Extracted text Start Marker

Even in the context of prayer, I thought doing much effort in preparing myself and the materials for prayer would caused more meaning and fruitfulness in my formal prayer periods but I truly proved it wrong. Before, I already heard it but now I truly am able to experience and learn it by heart that prayer is basically a moment of grace where encounter happens. Those moments of dryness and seemingly nothingness of God in prayer became my best teacher as I gradually learn to practice the gift of obedience and indifference before a God who is so unique in manifesting his presence in me. Gradually, I was graced by God to be just ‘there’ letting Him to manifest himself in a much unknown way contrary to what I expect. There I saw a God who is like a carpenter rebuilding my broken self. A God who accepts, respects and welcomes where I am, just as he accepted the kind of faith St. Thomas has.
Lansang can be the best representation of me –bended, twisted, weak, deform caused by many fall shorts, not perfect because of the varied instances of misusing the giftedness that the LORD had given. But it was on this retreat that I felt how the LORD was trying to repair my bended self. He was patiently hammering my life allowing me to re-align myself to be used again for a greater purpose. The hammering process was not that easy not because of my hardiness but the feeling of guilt and shame gazing so closely at this God who sees me differently and loved me beyond what human love means. Such an experience evoke in me an interior knowledge that my life was truly not mine to take and it is a visible manifestation of His great mercy working though me. There I was able to appreciate more the song “Take LORD, receive”.

Extracted text End Marker
Provided records Start Marker

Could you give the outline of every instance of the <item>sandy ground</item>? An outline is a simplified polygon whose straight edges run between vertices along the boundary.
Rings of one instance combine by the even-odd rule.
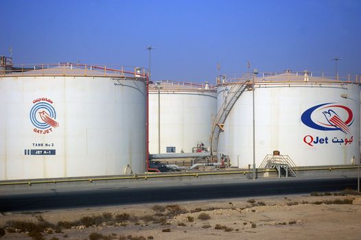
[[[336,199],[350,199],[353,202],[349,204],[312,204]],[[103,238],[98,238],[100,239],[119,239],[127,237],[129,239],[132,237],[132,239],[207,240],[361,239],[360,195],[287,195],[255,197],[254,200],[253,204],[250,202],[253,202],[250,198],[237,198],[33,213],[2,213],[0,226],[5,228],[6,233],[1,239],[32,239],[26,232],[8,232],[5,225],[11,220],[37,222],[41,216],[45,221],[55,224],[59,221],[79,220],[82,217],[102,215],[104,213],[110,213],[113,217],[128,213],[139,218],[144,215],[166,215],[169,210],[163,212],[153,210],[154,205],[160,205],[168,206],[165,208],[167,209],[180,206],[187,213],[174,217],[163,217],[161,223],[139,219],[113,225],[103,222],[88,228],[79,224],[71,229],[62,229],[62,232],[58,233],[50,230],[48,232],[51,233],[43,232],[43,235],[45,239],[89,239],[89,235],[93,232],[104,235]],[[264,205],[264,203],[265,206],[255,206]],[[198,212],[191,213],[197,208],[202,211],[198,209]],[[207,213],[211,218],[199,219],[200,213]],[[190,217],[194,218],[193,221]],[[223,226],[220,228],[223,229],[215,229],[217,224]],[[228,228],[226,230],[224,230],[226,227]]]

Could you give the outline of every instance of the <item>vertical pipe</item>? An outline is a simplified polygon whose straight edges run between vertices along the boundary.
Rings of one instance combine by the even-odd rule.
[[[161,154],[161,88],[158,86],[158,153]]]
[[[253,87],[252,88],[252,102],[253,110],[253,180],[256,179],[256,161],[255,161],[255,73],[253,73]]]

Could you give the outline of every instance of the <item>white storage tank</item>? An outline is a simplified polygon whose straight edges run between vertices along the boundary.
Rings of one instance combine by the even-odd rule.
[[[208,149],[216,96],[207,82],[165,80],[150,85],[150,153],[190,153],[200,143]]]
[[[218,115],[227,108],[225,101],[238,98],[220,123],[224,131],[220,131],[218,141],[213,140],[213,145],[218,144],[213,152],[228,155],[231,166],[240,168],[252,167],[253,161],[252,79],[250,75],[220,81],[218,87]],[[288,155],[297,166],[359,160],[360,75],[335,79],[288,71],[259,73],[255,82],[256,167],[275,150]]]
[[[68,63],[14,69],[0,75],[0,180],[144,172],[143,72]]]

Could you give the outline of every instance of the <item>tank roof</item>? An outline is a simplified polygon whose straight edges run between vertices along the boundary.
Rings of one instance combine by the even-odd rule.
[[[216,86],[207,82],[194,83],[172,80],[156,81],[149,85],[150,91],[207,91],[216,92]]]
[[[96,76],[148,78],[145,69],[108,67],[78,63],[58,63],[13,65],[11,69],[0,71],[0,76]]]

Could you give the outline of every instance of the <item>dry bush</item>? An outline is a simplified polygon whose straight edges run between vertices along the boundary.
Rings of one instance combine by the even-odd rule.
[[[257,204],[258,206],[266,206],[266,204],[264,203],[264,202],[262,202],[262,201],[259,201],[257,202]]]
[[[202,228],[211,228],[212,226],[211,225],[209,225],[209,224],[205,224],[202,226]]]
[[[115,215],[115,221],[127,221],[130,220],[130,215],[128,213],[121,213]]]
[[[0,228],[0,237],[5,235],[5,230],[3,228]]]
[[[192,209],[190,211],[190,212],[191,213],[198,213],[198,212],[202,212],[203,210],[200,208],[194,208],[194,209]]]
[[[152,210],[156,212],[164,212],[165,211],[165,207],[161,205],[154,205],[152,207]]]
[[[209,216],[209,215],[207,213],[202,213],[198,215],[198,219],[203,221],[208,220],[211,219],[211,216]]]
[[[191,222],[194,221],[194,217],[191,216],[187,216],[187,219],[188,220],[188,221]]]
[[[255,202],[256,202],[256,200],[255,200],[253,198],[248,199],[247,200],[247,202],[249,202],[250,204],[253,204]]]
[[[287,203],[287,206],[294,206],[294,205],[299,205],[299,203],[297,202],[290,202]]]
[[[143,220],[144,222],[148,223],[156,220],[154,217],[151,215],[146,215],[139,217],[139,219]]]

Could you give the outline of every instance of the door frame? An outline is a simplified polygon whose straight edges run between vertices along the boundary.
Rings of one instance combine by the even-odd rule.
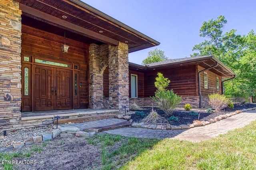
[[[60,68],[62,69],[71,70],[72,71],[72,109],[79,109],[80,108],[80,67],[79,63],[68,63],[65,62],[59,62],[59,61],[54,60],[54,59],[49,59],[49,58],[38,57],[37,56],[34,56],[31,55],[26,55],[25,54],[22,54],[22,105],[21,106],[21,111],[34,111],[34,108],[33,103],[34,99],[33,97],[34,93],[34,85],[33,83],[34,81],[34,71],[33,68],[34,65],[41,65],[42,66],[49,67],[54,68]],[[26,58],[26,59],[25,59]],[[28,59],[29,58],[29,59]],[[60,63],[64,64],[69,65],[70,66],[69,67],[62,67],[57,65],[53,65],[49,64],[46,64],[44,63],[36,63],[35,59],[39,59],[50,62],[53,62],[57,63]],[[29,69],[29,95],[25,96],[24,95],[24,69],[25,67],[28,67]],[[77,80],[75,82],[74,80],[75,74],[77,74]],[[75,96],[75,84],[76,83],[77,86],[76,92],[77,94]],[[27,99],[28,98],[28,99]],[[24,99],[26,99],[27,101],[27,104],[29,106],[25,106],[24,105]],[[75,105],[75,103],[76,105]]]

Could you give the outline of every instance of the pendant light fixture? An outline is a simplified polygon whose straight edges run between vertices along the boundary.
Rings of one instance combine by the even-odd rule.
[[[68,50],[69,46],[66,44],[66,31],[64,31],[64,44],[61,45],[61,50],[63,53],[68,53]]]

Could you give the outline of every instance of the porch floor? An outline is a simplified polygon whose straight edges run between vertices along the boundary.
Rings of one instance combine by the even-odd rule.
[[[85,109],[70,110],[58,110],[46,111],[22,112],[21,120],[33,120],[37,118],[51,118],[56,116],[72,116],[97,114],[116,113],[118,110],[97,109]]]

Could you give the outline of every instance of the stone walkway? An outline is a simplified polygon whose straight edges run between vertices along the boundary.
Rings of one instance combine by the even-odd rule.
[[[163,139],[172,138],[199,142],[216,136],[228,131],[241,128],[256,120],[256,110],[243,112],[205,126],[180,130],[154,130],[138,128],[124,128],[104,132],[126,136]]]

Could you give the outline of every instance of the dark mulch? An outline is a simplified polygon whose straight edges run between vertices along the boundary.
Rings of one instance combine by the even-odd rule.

Provided records End Marker

▶ _What needs to be done_:
Continue the retreat reflection on prayer and God's mercy from the point where it stops.

▶ _Answer_:
Lastly, it is my ardent prayer that whatever things I learn and experience during the retreat I may be able to remember it and practice it for life. These lasting memories with the LORD would serve as a nail that makes firm the connection of both ends- my desire and God’s grace. I still don’t know what lies ahead, but these loving memories would truly make a greater difference in viewing life even in moments of frustrations and darkness. This emotional knowledge and connectedness through constant prayer and discernment would serve as my foundation as I advance in my priestly formation and I would cherish it for the rest of my life. Failures, dryness, frustrations, pains, darkness might come but such an experience would not caused me to be blinded but rather recognize him more even in the midst of it all and say, it is the LORD.